* **RECORDS FOR THE TASK**:
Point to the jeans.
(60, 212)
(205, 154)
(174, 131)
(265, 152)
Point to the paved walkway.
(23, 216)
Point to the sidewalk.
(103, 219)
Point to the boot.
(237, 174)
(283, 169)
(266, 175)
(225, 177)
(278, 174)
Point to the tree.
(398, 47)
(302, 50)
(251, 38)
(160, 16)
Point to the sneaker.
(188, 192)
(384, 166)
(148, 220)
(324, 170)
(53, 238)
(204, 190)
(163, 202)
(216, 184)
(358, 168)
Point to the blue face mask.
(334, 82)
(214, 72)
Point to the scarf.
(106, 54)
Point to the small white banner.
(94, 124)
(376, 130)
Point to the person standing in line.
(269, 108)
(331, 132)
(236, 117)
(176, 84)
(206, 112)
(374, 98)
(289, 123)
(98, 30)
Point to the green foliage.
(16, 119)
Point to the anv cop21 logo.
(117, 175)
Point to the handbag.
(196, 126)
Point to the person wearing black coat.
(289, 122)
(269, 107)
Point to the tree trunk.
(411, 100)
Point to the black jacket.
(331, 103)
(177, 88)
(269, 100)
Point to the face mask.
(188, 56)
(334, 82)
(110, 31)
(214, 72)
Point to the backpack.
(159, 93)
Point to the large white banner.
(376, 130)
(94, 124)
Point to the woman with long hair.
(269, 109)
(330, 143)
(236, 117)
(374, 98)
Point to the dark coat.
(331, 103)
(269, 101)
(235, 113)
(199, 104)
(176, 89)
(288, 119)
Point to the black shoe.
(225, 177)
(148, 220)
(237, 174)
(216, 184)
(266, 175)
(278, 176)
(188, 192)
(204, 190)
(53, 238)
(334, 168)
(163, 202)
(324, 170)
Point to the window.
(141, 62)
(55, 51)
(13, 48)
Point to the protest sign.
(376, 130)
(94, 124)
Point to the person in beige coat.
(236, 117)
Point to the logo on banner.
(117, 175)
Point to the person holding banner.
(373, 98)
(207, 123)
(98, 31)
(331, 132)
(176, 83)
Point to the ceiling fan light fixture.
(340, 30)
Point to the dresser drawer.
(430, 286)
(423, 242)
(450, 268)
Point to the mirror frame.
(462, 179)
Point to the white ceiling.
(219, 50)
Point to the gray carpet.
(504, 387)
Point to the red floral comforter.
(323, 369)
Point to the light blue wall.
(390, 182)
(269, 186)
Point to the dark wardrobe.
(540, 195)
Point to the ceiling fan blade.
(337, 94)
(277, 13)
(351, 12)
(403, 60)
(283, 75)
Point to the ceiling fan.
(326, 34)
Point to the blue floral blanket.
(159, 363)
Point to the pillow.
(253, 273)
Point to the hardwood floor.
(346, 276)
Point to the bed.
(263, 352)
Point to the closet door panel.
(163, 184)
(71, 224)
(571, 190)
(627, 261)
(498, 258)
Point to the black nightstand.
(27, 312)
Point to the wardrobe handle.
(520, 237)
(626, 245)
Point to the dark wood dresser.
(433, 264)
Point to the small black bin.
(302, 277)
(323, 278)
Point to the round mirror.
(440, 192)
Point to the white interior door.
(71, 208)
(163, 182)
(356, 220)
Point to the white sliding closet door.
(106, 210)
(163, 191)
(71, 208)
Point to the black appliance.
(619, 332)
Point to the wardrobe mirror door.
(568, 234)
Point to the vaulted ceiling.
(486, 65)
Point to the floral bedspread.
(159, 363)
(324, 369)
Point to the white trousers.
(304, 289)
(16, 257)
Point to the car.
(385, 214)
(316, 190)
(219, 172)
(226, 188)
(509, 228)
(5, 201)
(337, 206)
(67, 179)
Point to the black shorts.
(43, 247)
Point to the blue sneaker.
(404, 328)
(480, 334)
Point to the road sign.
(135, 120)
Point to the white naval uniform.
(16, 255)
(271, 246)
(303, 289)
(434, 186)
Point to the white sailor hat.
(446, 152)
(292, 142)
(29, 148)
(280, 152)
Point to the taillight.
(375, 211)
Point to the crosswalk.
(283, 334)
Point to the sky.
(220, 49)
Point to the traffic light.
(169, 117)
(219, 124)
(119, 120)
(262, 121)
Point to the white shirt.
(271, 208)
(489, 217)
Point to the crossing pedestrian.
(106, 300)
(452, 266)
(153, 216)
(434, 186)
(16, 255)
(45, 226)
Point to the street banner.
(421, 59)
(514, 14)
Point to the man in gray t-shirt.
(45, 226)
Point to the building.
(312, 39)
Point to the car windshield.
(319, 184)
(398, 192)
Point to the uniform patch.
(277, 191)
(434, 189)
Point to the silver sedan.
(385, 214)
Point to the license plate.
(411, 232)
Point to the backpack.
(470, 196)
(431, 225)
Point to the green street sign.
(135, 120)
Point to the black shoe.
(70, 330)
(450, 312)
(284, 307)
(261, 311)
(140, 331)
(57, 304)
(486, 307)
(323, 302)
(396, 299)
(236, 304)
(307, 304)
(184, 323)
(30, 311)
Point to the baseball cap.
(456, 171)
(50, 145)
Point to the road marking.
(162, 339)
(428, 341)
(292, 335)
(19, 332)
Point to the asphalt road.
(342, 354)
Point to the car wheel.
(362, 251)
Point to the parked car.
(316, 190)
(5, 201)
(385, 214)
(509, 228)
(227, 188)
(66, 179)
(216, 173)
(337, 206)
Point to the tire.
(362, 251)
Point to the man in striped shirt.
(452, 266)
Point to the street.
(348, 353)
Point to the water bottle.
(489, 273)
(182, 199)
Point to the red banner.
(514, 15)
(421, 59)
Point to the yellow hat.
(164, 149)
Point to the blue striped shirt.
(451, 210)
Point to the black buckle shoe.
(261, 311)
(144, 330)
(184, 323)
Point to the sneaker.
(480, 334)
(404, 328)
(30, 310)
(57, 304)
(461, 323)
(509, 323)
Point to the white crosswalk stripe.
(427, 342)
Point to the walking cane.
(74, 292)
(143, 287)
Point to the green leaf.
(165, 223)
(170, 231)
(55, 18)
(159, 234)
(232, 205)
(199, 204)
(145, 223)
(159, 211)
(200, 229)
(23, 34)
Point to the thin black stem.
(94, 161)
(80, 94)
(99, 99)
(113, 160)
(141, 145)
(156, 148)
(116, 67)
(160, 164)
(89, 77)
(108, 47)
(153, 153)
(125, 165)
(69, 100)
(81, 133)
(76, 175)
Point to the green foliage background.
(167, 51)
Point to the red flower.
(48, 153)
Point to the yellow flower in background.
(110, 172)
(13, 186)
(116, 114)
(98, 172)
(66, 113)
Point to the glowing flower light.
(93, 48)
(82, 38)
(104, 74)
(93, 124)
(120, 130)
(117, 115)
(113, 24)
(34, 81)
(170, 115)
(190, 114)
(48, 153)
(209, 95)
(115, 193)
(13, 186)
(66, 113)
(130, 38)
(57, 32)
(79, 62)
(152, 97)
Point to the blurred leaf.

* **TASK**: Rewrite all the records above, changing every "Point to" to "Indicate" and leaving everything else the same.

* **WORKED ANSWER**:
Indicate the jeans.
(60, 212)
(205, 154)
(174, 131)
(265, 152)
Indicate the paved walkway.
(23, 216)
Indicate the sidewalk.
(103, 219)
Indicate the boot.
(237, 174)
(283, 169)
(266, 175)
(225, 177)
(278, 174)
Indicate the tree.
(398, 47)
(302, 50)
(251, 38)
(160, 16)
Indicate the sneaker.
(188, 192)
(384, 166)
(148, 220)
(324, 170)
(53, 238)
(204, 190)
(163, 202)
(216, 184)
(358, 168)
Indicate the blue face mask.
(334, 82)
(214, 72)
Indicate the scarf.
(106, 54)
Indicate the small white banner.
(94, 124)
(376, 130)
Indicate the person standing in line.
(269, 108)
(331, 132)
(236, 117)
(176, 84)
(206, 112)
(374, 98)
(289, 123)
(98, 30)
Indicate the green foliage.
(16, 119)
Indicate the anv cop21 logo.
(117, 175)
Indicate the handbag.
(196, 126)
Indicate the person wearing black coat.
(289, 122)
(269, 107)
Indicate the tree trunk.
(411, 100)
Indicate the black jacket.
(331, 103)
(177, 88)
(269, 100)
Indicate the face mask.
(188, 56)
(334, 82)
(110, 31)
(214, 72)
Indicate the backpack.
(159, 93)
Indicate the large white banner.
(376, 130)
(94, 124)
Indicate the woman with long hair.
(269, 109)
(330, 143)
(236, 117)
(374, 98)
Indicate the dark coat.
(331, 103)
(269, 101)
(235, 113)
(199, 104)
(176, 89)
(288, 119)
Indicate the black shoe.
(225, 177)
(148, 220)
(237, 174)
(216, 184)
(266, 175)
(278, 176)
(188, 192)
(204, 190)
(53, 238)
(334, 168)
(163, 202)
(324, 170)
Indicate the window.
(141, 62)
(55, 51)
(13, 48)
Indicate the protest sign.
(376, 130)
(94, 124)
Indicate the person in beige coat.
(236, 117)
Indicate the logo on banner.
(117, 175)
Indicate the person holding banner.
(373, 98)
(207, 123)
(98, 31)
(331, 132)
(176, 83)
Indicate the ceiling fan light fixture.
(340, 30)
Indicate the dresser drawer.
(430, 286)
(423, 242)
(450, 268)
Indicate the mirror frame.
(462, 179)
Indicate the white ceiling.
(219, 50)
Indicate the gray carpet.
(504, 387)
Indicate the red floral comforter.
(323, 369)
Indicate the light blue wall.
(390, 182)
(269, 186)
Indicate the dark wardrobe.
(540, 195)
Indicate the ceiling fan blade.
(337, 94)
(277, 13)
(351, 12)
(403, 60)
(283, 75)
Indicate the ceiling fan.
(326, 34)
Indicate the blue floral blanket.
(159, 363)
Indicate the pillow.
(253, 273)
Indicate the hardwood floor.
(346, 276)
Indicate the bed.
(263, 352)
Indicate the closet door panel.
(163, 184)
(71, 224)
(571, 190)
(627, 261)
(498, 258)
Indicate the black nightstand.
(27, 312)
Indicate the wardrobe handle.
(520, 237)
(626, 245)
Indicate the dark wood dresser.
(433, 264)
Indicate the small black bin.
(302, 277)
(323, 278)
Indicate the round mirror.
(440, 192)
Indicate the white interior door.
(71, 208)
(163, 182)
(356, 220)
Indicate the white sliding closet door.
(106, 210)
(163, 191)
(71, 208)
Indicate the black appliance.
(619, 332)
Indicate the wardrobe mirror door.
(568, 234)
Indicate the vaulted ceiling.
(486, 65)
Indicate the floral bedspread.
(159, 363)
(324, 369)
Indicate the white trousers.
(304, 289)
(16, 257)
Indicate the car.
(385, 214)
(316, 190)
(219, 172)
(226, 188)
(509, 228)
(5, 201)
(337, 206)
(67, 179)
Indicate the black shorts.
(43, 247)
Indicate the blue sneaker.
(404, 328)
(480, 334)
Indicate the road sign.
(135, 120)
Indicate the white naval uniform.
(16, 255)
(271, 246)
(303, 289)
(434, 186)
Indicate the white sailor hat.
(446, 152)
(292, 142)
(29, 148)
(280, 152)
Indicate the taillight.
(375, 211)
Indicate the crosswalk.
(283, 334)
Indicate the sky.
(220, 49)
Indicate the traffic light.
(169, 117)
(219, 124)
(119, 120)
(262, 121)
Indicate the white shirt.
(271, 208)
(489, 217)
Indicate the crossing pedestrian.
(106, 300)
(452, 266)
(153, 216)
(434, 186)
(16, 255)
(45, 226)
Indicate the street banner.
(421, 59)
(514, 14)
Indicate the man in gray t-shirt.
(45, 226)
Indicate the building.
(312, 39)
Indicate the car windshield.
(319, 184)
(398, 192)
Indicate the uniform patch.
(277, 191)
(434, 189)
Indicate the silver sedan.
(385, 214)
Indicate the license plate.
(411, 232)
Indicate the backpack.
(470, 196)
(431, 225)
Indicate the green street sign.
(135, 120)
Indicate the black shoe.
(70, 330)
(450, 312)
(284, 307)
(261, 311)
(140, 331)
(57, 304)
(486, 307)
(323, 302)
(396, 299)
(236, 304)
(307, 304)
(184, 323)
(30, 311)
Indicate the baseball cap.
(456, 171)
(50, 145)
Indicate the road marking.
(162, 339)
(428, 341)
(292, 335)
(19, 332)
Indicate the asphalt road.
(342, 354)
Indicate the car wheel.
(362, 251)
Indicate the parked car.
(316, 190)
(5, 201)
(385, 214)
(509, 228)
(227, 188)
(66, 179)
(216, 173)
(337, 206)
Indicate the tire.
(362, 251)
Indicate the man in striped shirt.
(452, 266)
Indicate the street.
(348, 353)
Indicate the water bottle.
(489, 273)
(182, 199)
Indicate the red banner.
(514, 15)
(421, 59)
Indicate the yellow hat.
(164, 149)
Indicate the blue striped shirt.
(451, 210)
Indicate the black buckle shoe.
(261, 311)
(144, 330)
(184, 323)
Indicate the sneaker.
(480, 334)
(404, 328)
(30, 310)
(57, 304)
(461, 323)
(509, 323)
Indicate the white crosswalk stripe.
(427, 342)
Indicate the walking cane.
(74, 292)
(143, 287)
Indicate the green leaf.
(165, 223)
(170, 231)
(55, 18)
(159, 234)
(232, 205)
(199, 204)
(145, 223)
(159, 211)
(200, 229)
(23, 34)
Indicate the thin black stem.
(94, 161)
(80, 94)
(99, 99)
(113, 160)
(141, 145)
(156, 148)
(116, 67)
(160, 164)
(89, 77)
(108, 47)
(153, 153)
(125, 165)
(69, 100)
(81, 133)
(76, 175)
Indicate the green foliage background.
(167, 51)
Indicate the red flower.
(48, 153)
Indicate the yellow flower in background.
(110, 172)
(13, 186)
(116, 114)
(98, 172)
(66, 113)
Indicate the glowing flower light.
(93, 48)
(82, 38)
(104, 74)
(93, 124)
(120, 130)
(117, 115)
(113, 24)
(34, 81)
(170, 115)
(190, 114)
(48, 153)
(209, 95)
(115, 193)
(13, 186)
(66, 113)
(130, 38)
(57, 32)
(79, 62)
(152, 97)
Indicate the blurred leaf.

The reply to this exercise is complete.